Sayfa:
# # # #

Röportajlar

İlk albümü ‘Vasl & Fasl’ı dinleyicilerle buluşturan müzisyen Hakan Kenarda ile bir röportaj…

Geçtiğimiz aylarda Ahenk Müzik etiketi ile ilk albümü olan enstrümantal albüm ‘Vasl & Fasl‘ı ve geçtiğimiz gün albümden ilk klip ‘Düşlerim‘i dinleyicilerle buluşturan Hakan Kenarda ile, Bi’Kuble için, müzik yolculuğunu, albümünü ve gelecek çalışmalarını konuştuk.

Öncelikle ilk albüm fikri nasıl gelişti, albüme kadar olan müzik yolculuğunuzda neler yaptınız?

-Babam Osman Kenarda, bir müzik sevdalısı ve birçok enstrümanı icra edebiliyor. Farklı enstrüman tınılarını duyarak büyüdük ben ve diğer müzisyen kardeşlerim…  7 yaşında piyano eğitimi alarak müzik serüvenime başladım. Sonrasında çeşitli çocuk korolarında görev aldım. Bursa Büyükşehir Belediyesi Konservatuvarı T.S.M bölümü ve Uludağ Üniversitesi Müzik Anabilim Dalı’ndan mezun oldum.

# # # #

Görev Gereksinimleri:
1 > Röportajın "Röportajlar" ile "Dalı’ndan mezun oldum." arasındaki kısmını, bu ifadeler de dahil olmak üzere, "piyano" yerine "keman" koyarak değiştirip yazın.
2 > Hakan Kenarda ile yapılan röportajı son cümlesinden itibaren daha ileri götürün.

Veri kümesi kayıtları:
# # # #

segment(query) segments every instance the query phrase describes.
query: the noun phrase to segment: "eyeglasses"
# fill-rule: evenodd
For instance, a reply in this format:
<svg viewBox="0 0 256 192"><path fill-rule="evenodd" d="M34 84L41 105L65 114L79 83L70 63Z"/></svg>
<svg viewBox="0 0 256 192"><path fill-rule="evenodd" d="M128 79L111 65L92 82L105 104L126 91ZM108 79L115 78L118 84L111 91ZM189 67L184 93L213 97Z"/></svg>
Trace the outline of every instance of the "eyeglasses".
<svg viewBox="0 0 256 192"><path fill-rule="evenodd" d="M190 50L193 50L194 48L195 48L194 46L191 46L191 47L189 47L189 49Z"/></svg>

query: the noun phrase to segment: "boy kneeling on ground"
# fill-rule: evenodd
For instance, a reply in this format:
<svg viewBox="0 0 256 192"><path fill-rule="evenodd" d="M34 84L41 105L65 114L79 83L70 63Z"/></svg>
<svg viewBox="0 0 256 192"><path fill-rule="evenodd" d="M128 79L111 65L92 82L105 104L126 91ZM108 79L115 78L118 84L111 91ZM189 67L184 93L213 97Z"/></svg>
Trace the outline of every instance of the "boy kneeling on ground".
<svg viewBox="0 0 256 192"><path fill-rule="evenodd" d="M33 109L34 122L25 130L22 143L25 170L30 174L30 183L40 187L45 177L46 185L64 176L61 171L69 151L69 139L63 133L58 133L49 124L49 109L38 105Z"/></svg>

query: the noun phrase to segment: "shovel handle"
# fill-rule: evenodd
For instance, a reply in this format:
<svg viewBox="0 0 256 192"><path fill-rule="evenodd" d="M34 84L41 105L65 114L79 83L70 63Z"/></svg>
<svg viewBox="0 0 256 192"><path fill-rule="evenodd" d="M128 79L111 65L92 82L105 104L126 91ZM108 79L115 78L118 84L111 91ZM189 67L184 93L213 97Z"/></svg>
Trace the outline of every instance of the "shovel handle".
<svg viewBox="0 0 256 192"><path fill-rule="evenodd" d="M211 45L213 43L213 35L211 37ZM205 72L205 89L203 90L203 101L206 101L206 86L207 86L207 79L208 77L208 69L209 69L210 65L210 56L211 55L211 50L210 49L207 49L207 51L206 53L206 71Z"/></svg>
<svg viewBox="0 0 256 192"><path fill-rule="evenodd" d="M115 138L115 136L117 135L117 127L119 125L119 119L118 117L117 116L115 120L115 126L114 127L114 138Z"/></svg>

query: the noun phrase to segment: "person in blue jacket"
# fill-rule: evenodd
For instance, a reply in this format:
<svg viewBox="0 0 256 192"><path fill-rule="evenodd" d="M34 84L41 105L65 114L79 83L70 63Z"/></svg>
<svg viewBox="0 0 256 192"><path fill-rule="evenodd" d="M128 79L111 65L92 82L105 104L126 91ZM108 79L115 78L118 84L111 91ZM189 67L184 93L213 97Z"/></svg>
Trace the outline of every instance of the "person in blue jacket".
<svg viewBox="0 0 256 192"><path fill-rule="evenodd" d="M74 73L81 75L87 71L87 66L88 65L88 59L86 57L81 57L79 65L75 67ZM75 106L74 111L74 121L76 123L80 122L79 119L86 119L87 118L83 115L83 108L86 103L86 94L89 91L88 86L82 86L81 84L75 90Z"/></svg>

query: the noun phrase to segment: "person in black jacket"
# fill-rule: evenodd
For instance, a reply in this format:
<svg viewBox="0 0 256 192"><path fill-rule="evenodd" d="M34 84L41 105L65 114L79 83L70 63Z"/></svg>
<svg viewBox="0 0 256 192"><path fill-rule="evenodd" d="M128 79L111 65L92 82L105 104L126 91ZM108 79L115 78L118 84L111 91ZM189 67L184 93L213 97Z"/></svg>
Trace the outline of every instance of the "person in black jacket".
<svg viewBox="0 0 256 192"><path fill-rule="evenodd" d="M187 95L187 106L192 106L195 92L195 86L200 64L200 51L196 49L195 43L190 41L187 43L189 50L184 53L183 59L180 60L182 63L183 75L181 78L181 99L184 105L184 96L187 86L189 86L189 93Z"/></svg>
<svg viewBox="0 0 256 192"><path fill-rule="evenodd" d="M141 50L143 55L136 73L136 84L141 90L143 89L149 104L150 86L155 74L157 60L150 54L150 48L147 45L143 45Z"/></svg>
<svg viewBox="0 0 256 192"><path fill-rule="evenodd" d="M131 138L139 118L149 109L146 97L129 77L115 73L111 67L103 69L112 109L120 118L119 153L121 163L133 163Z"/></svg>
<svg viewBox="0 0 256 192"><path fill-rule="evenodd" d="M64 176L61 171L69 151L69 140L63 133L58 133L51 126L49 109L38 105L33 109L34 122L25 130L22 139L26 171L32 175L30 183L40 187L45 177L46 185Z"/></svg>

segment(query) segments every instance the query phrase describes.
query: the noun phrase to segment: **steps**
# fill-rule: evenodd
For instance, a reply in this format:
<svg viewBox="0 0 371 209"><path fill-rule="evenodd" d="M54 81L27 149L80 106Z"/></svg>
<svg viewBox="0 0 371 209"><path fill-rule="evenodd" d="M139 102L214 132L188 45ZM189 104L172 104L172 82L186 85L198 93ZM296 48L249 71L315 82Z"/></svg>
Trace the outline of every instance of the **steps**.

# # # #

Görev Bazında Sonuçlar:
1 >
Röportajlar

İlk albümü ‘Vasl & Fasl’ı dinleyicilerle buluşturan müzisyen Hakan Kenarda ile bir röportaj…

Geçtiğimiz aylarda Ahenk Müzik etiketi ile ilk albümü olan enstrümantal albüm ‘Vasl & Fasl‘ı ve geçtiğimiz gün albümden ilk klip ‘Düşlerim‘i dinleyicilerle buluşturan Hakan Kenarda ile, Bi’Kuble için, müzik yolculuğunu, albümünü ve gelecek çalışmalarını konuştuk.

Öncelikle ilk albüm fikri nasıl gelişti, albüme kadar olan müzik yolculuğunuzda neler yaptınız?

-Babam Osman Kenarda, bir müzik sevdalısı ve birçok enstrümanı icra edebiliyor. Farklı enstrüman tınılarını duyarak büyüdük ben ve diğer müzisyen kardeşlerim…  7 yaşında keman eğitimi alarak müzik serüvenime başladım. Sonrasında çeşitli çocuk korolarında görev aldım. Bursa Büyükşehir Belediyesi Konservatuvarı T.S.M bölümü ve Uludağ Üniversitesi Müzik Anabilim Dalı’ndan mezun oldum.

2 >
İlk enstrümantal çalışmam, kanun enstrümanına yoğunlaştığım 2009 yıllarında gerçekleşti ve devamı geldi. İlk besteme ‘Tutku‘ ismini verdim; güz döneminde askere gittim sevdiklerimden ayrıldım, ‘Güz Ayrılığı‘ isimli beste çalışmamı o zaman yaptım, izindeyken ‘Döngü‘, sonrasında ‘Yaz Yağmuru‘ , ‘Son Vals‘ vs .. hepsi beni çok etkileyen yaşanmışlıklar sonucunda ortaya çıktı.

Bestelerimi ilk olarak babama çaldım ve her seferinde babam çok beğendi; onları notaya alıp fırsat buldukça seslendirdik. Bestelerim, yakın müzisyen arkadaşlarımızın da ilgisini çekti ve çalışmalarımı icra etmeye başladılar. Üniversite son sınıfta okulda bestelerimden oluşan bir konser verdik. Enstrümanlarda babam ve kardeşlerim de vardı; aile konseri gibiydi. Konser seyircisi, müzik bölümü akademisyen hocalarım, müzik öğretmenleri ve müzik öğretmeni adaylarından oluşuyordu. Konser sonrasında tepkiler çok iyiydi, hocalarım ve arkadaşlarım çalışmalarımın daha büyük kitlelere ulaşması gerektiğini söylediler ve ilk albüm çalışması fikri o gün filizlendi.

Albümün isim fikri nasıl oluştu?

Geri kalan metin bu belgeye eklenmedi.